- **Exercise directions**:
Set down the whole listing verbatim.

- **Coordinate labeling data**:
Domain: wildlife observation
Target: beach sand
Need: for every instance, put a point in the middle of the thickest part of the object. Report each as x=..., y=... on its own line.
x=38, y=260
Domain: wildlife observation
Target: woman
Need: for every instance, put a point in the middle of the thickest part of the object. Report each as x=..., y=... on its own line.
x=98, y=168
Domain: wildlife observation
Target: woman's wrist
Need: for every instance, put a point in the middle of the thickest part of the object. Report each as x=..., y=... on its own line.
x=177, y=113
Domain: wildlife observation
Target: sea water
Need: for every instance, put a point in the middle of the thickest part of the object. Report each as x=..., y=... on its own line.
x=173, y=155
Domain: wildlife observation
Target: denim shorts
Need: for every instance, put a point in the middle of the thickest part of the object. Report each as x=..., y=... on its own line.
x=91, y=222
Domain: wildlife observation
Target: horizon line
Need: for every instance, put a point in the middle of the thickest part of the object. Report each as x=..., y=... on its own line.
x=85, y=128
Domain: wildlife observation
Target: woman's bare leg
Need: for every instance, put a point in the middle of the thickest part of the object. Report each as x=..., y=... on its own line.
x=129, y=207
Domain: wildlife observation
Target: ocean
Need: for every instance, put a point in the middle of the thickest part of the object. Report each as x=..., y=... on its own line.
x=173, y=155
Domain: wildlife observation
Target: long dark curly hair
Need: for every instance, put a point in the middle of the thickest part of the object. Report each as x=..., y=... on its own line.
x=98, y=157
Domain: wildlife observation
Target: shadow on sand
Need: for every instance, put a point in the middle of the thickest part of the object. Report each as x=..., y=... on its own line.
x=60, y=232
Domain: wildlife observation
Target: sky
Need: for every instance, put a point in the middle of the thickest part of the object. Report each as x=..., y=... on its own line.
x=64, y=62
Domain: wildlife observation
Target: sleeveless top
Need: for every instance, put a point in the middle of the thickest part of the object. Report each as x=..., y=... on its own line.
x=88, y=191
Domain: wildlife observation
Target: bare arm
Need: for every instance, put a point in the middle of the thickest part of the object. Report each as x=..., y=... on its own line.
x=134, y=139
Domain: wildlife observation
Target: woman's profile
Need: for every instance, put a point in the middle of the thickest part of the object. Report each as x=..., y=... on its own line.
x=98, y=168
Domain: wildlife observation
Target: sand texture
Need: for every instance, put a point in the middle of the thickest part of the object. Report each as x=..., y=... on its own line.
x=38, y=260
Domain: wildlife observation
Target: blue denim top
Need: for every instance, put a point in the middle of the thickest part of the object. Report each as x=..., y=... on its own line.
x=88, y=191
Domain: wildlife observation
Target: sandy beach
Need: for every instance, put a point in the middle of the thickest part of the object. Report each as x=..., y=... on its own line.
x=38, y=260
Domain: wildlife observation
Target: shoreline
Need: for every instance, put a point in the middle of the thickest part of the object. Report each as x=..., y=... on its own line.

- **Answer to this problem**:
Domain: wildlife observation
Target: beach sand
Need: for every instance, put a point in the middle of the thickest part of the object. Report each as x=..., y=... on its own line.
x=38, y=260
Domain: wildlife observation
Target: woman
Need: for every instance, put a point in the middle of the thickest part of the object. Report each as x=..., y=... on its own line.
x=98, y=168
Domain: wildlife observation
Target: woman's wrist
Need: for every instance, put a point in the middle of the thickest part of the object. Report each as x=..., y=... on its own line.
x=177, y=113
Domain: wildlife observation
Target: sea water
Need: for every instance, put a point in the middle of the thickest part of the object. Report each as x=..., y=... on its own line.
x=173, y=155
Domain: wildlife observation
Target: denim shorts
Need: for every instance, put a point in the middle of the thickest part of the object. Report each as x=..., y=... on its own line.
x=91, y=222
Domain: wildlife observation
Target: horizon line
Need: for every instance, put a point in the middle of the thickest part of the object. Report each as x=..., y=... on its own line.
x=85, y=128
Domain: wildlife observation
Target: woman's bare leg
Need: for every instance, put a point in the middle of the thickest part of the object. Report each as x=..., y=... on its own line.
x=129, y=207
Domain: wildlife observation
Target: ocean
Need: for every instance, put a point in the middle of the thickest part of the object. Report each as x=..., y=... on its own line.
x=173, y=155
Domain: wildlife observation
Target: long dark curly hair
Need: for every instance, put a point in the middle of the thickest part of the object. Report each as x=..., y=... on its own line.
x=98, y=157
Domain: wildlife observation
Target: shadow on sand
Need: for every instance, put a point in the middle of the thickest part of the object. Report each as x=..., y=... on its own line.
x=60, y=232
Domain: wildlife observation
Target: sky
Need: for every instance, put a point in the middle of the thickest part of the object. Report each as x=..., y=... on its own line.
x=64, y=62
Domain: wildlife observation
Target: sleeveless top
Need: for every instance, put a point in the middle of the thickest part of the object. Report each as x=..., y=... on its own line.
x=88, y=191
Domain: wildlife observation
Target: bare arm
Need: for every instance, put a point in the middle of the thickest part of the object. Report each as x=..., y=... on its own line.
x=134, y=139
Domain: wildlife observation
Target: woman's profile
Need: for every instance, put a point in the middle of the thickest part of the object. Report each as x=..., y=... on its own line.
x=98, y=168
Domain: wildlife observation
Target: sand texture
Need: for every instance, put a point in the middle of the thickest part of the object. Report each as x=..., y=... on its own line.
x=38, y=260
Domain: wildlife observation
Target: blue denim top
Need: for every instance, put a point in the middle of the thickest part of the object. Report each as x=..., y=... on its own line.
x=88, y=191
Domain: wildlife observation
Target: sandy beach
Need: for every instance, put a point in the middle of the thickest part of the object. Report each as x=..., y=... on its own line.
x=38, y=260
Domain: wildlife observation
Target: shoreline
Need: for every instance, put a point in the middle of the thickest part of the object. Report each as x=..., y=... on its own line.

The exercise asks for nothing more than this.